START RECORDS SHOWN
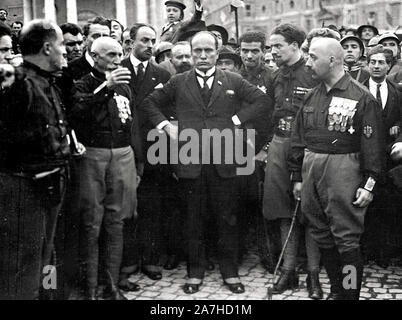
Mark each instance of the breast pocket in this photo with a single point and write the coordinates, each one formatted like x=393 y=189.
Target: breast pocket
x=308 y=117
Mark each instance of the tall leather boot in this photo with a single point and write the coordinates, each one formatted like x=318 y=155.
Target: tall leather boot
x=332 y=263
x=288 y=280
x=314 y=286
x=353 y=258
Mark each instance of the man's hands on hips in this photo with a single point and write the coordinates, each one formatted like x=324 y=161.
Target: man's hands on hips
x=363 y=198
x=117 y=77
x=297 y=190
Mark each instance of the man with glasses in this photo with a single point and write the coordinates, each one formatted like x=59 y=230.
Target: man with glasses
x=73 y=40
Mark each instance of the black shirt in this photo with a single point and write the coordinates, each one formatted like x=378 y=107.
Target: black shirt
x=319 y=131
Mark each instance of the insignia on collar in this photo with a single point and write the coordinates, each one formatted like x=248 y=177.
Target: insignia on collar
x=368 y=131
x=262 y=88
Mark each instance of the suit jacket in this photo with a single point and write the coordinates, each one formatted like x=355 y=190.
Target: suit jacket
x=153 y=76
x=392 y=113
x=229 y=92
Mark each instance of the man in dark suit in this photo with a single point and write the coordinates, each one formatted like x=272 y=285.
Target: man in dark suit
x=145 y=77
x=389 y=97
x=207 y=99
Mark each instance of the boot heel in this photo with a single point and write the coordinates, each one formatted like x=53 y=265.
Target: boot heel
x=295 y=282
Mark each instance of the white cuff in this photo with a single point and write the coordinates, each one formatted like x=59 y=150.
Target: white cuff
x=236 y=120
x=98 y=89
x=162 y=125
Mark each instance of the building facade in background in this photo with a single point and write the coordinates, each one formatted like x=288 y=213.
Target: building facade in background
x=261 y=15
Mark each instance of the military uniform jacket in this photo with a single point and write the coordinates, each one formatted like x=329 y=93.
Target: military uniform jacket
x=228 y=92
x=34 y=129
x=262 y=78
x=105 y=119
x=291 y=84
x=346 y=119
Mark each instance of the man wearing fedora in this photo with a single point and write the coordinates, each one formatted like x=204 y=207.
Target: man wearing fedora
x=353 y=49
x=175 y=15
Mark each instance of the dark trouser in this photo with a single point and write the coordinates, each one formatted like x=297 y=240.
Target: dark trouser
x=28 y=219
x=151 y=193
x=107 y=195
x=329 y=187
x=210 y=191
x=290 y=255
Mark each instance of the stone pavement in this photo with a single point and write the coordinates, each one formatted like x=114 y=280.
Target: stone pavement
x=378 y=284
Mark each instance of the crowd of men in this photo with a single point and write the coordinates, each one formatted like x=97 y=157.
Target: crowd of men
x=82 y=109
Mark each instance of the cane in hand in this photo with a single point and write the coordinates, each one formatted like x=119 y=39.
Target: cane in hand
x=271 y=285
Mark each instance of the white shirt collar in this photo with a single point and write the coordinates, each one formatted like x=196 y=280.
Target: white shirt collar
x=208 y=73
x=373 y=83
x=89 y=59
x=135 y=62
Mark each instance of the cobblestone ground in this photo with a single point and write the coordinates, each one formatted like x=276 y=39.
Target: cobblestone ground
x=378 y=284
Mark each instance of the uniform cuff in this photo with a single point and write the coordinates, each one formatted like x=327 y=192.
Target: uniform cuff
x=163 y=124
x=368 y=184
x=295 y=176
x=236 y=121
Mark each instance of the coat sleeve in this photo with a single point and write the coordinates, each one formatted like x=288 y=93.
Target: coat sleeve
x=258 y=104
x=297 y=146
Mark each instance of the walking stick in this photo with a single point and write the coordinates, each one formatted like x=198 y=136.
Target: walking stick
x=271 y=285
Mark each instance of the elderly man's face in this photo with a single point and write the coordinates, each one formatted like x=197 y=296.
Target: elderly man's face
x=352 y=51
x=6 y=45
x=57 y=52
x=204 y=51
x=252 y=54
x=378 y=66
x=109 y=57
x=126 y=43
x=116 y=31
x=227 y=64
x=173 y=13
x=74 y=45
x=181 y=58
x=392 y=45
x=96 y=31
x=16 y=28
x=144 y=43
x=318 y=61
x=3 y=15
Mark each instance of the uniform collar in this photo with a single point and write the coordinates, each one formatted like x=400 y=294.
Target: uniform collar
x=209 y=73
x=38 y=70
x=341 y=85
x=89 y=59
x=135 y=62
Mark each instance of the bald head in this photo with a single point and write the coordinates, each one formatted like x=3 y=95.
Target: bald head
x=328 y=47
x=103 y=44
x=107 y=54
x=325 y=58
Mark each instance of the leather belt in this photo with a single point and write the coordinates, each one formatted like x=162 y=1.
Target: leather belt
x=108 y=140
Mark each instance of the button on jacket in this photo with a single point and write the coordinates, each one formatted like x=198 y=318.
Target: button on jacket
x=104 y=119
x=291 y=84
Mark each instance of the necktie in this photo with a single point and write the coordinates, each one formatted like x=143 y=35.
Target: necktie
END RECORDS SHOWN
→ **ACTIVITY**
Using the entries above, return each line that includes the word "necktie".

→ **TASK RESULT**
Mark each instance of the necktie in this photo with a single point and write the coordinates, each one formatted like x=143 y=35.
Target: necktie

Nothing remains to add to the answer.